Task directions: Would you filter the listing below so that only lines with the word "instance" remain?

Data listing:
= = = = = = =

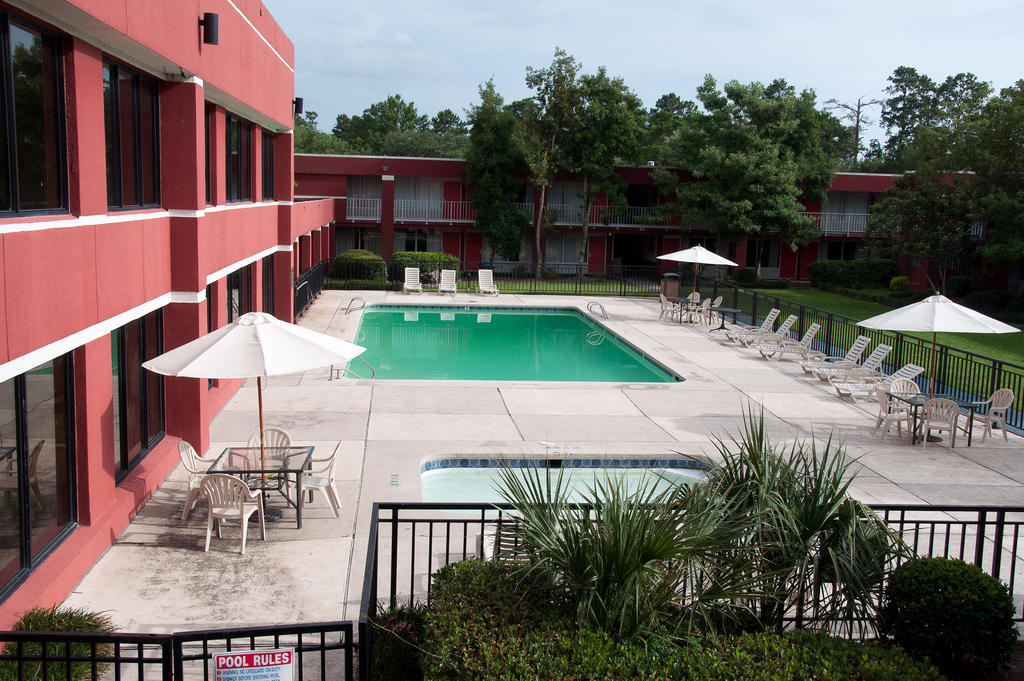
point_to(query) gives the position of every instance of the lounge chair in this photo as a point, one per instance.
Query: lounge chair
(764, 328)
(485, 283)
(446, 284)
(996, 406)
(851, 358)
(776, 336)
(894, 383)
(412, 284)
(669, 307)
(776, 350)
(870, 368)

= = = = = = =

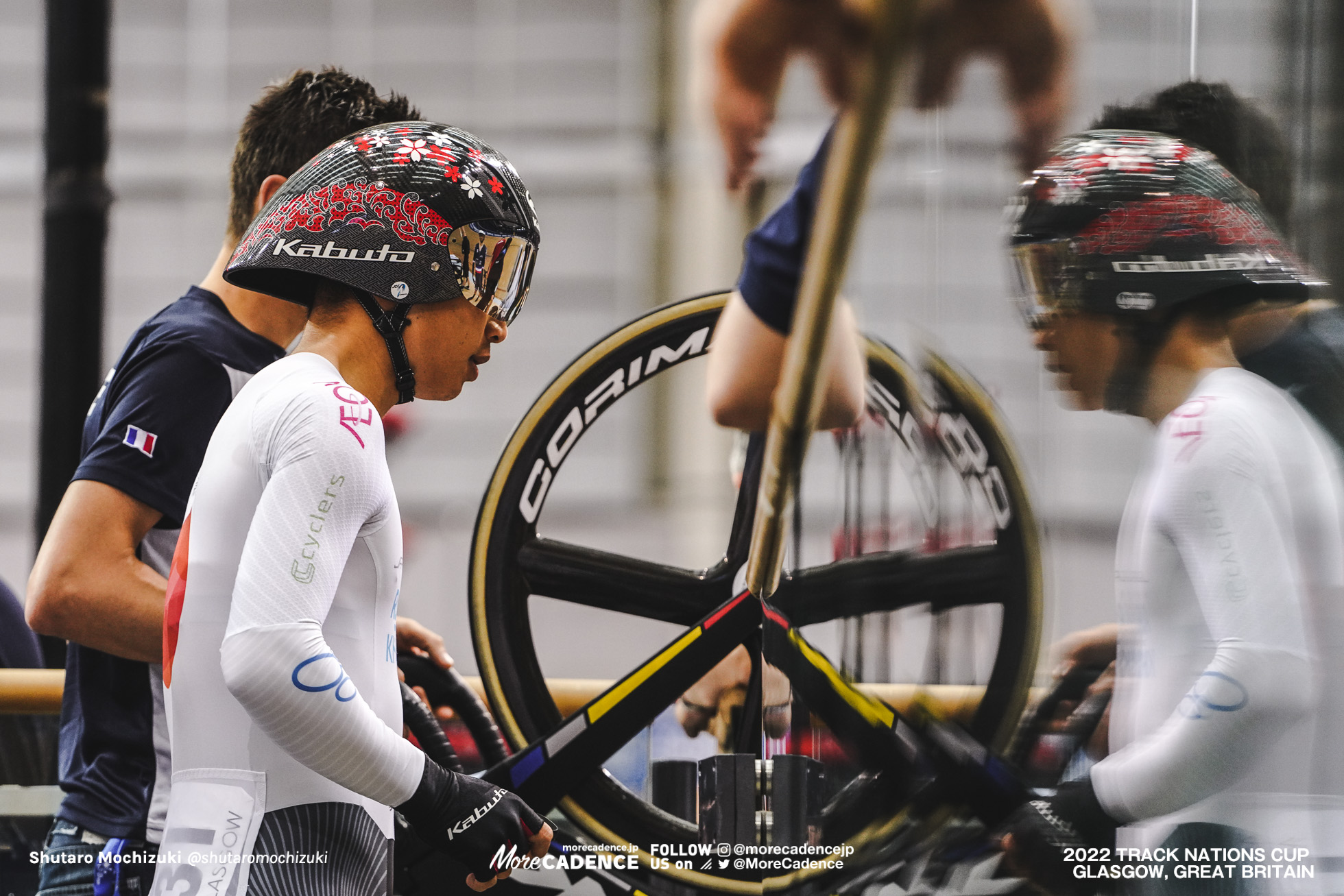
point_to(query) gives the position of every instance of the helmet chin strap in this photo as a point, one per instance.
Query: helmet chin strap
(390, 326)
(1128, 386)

= = = = = = =

Solution to this exercise:
point_to(query) gives the position of every instance of the lounge chair in this photo as a point, one per instance.
point_to(query) gives the position of every instance of the helmet chin strap in this photo as a point, one per instance.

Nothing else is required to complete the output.